--- Start of INPUT ---

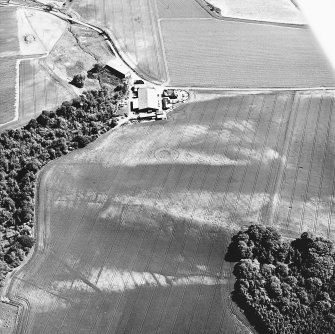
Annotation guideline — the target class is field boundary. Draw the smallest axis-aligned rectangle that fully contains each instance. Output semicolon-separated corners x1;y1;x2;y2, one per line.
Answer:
194;0;309;29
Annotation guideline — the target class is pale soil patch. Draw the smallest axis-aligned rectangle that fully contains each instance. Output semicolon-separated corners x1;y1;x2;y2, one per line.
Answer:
16;8;46;56
22;9;67;52
207;0;306;24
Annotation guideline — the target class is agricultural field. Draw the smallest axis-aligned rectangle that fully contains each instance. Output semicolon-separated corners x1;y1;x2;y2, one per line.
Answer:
0;58;18;125
10;93;302;334
0;302;18;334
156;0;210;18
271;92;335;240
72;0;167;83
207;0;306;24
0;7;20;58
19;59;77;124
160;19;335;88
17;8;67;57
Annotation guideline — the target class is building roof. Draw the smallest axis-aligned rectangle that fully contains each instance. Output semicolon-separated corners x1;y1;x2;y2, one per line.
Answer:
106;57;130;76
138;88;159;110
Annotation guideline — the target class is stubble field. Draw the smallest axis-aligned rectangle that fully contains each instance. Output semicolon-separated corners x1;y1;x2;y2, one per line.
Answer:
0;7;20;58
72;0;167;82
156;0;211;18
160;19;335;88
10;93;308;334
0;58;17;125
19;59;76;123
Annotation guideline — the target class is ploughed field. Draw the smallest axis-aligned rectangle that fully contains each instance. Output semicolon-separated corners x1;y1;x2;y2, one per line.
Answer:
9;92;335;334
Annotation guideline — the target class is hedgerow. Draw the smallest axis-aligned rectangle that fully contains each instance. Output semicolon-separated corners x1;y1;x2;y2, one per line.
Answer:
0;83;127;284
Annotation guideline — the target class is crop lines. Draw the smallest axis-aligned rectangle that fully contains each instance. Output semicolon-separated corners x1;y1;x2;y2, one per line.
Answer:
160;19;335;88
0;59;17;125
74;0;167;83
6;93;292;334
274;91;335;239
0;7;20;57
19;59;74;121
156;0;211;18
9;91;335;334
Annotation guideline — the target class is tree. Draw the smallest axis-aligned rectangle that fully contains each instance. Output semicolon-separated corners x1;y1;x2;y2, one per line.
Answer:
71;74;86;88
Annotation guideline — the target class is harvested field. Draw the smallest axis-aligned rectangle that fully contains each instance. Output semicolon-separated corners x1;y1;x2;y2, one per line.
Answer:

--- End of INPUT ---

_WORK INSTRUCTIONS_. Copy out, line for line, everything in the rows above from the line containing "Annotation guideline — the target class is building" down to the line containing "138;88;159;110", with both of those lines included.

_SOLUTION BELOW_.
Annotation guideline — the target class is building roof. Draw the smallest axis-aligned rectangle that fully contains each instance. Output semicolon-separated corners x1;y1;x2;y2, one per line.
Answer:
106;57;130;76
138;88;159;110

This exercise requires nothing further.